Stated problem »
Reproduce the listing below word for word, starting at the line containing "Return the mask of every instance of the narrow" and continuing through the line containing "POLYGON ((385 581, 404".

Start of Exercise material

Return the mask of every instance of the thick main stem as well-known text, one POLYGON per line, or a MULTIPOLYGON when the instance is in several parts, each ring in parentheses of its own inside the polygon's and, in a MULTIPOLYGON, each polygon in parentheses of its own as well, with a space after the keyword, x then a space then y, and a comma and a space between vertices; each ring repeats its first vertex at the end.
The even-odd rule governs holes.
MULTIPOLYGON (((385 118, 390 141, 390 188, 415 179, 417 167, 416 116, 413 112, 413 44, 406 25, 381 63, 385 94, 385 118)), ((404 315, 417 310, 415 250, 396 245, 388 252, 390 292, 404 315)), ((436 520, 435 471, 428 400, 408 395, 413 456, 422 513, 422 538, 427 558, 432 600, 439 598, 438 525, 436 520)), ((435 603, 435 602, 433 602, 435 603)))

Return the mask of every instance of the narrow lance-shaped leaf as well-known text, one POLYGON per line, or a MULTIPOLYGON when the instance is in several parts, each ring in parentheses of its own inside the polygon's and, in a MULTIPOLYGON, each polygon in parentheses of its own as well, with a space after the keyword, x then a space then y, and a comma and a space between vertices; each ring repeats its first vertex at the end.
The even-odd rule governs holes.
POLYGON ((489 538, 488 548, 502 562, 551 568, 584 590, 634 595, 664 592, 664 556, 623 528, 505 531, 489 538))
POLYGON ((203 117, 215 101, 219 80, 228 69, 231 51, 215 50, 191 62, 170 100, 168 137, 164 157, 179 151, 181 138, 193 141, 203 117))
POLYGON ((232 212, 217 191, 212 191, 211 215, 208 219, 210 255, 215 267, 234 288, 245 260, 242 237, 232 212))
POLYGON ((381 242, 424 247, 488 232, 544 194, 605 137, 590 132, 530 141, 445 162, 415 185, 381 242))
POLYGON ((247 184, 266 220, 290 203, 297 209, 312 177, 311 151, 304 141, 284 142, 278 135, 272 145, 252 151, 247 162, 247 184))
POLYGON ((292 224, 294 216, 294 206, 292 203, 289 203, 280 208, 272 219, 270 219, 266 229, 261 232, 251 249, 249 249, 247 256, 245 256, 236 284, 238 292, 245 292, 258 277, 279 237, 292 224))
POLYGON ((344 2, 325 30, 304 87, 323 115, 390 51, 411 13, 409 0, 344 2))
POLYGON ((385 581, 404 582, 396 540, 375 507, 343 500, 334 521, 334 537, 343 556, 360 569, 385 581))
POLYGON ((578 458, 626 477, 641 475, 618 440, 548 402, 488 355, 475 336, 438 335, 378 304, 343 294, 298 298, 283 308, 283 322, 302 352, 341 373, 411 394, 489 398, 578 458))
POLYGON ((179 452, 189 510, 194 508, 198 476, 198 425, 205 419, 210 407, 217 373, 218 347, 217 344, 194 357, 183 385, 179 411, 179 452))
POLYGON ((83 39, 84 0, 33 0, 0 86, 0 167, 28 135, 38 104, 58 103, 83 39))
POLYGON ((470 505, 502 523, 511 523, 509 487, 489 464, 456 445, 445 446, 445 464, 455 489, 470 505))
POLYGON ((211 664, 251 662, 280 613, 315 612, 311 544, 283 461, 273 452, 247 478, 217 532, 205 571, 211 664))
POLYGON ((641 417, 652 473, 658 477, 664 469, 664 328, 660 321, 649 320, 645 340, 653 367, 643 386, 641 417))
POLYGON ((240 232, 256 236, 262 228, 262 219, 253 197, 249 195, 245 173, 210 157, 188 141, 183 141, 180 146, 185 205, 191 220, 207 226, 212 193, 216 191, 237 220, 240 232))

End of Exercise material

Task output »
Return the mask of every instance of the narrow lance-shaped leaf as well-known text, one POLYGON per line, or a MULTIPOLYGON when the instance is in several parts, each ring in parentheses of its own inside the polygon's and, in a MULTIPOLYGON, each polygon in parentheses of its own as well, with a space after the keyword, x then a space then y, and a comma and a space between vertices; each ring repeats its first vertex at the end.
The even-odd rule governs holes.
POLYGON ((489 538, 488 548, 502 562, 551 568, 584 590, 634 595, 664 592, 664 556, 623 528, 505 531, 489 538))
POLYGON ((203 117, 215 101, 219 80, 228 69, 231 51, 215 50, 191 62, 170 100, 168 137, 164 157, 179 151, 181 138, 193 141, 203 117))
POLYGON ((232 212, 217 191, 212 191, 211 215, 208 219, 210 255, 215 267, 234 288, 245 260, 242 237, 232 212))
POLYGON ((381 242, 424 247, 488 232, 544 194, 605 137, 590 132, 530 141, 445 162, 415 185, 381 242))
POLYGON ((247 184, 266 220, 290 203, 297 209, 312 177, 311 151, 304 141, 284 142, 278 135, 272 145, 252 151, 247 162, 247 184))
POLYGON ((292 224, 294 216, 294 206, 292 203, 289 203, 280 208, 272 219, 270 219, 266 229, 261 232, 251 249, 249 249, 247 256, 245 256, 236 284, 238 292, 245 292, 258 277, 279 237, 292 224))
POLYGON ((344 2, 325 30, 304 87, 323 115, 390 51, 411 13, 409 0, 344 2))
POLYGON ((385 581, 404 582, 396 540, 375 507, 343 500, 334 521, 334 537, 343 556, 360 569, 385 581))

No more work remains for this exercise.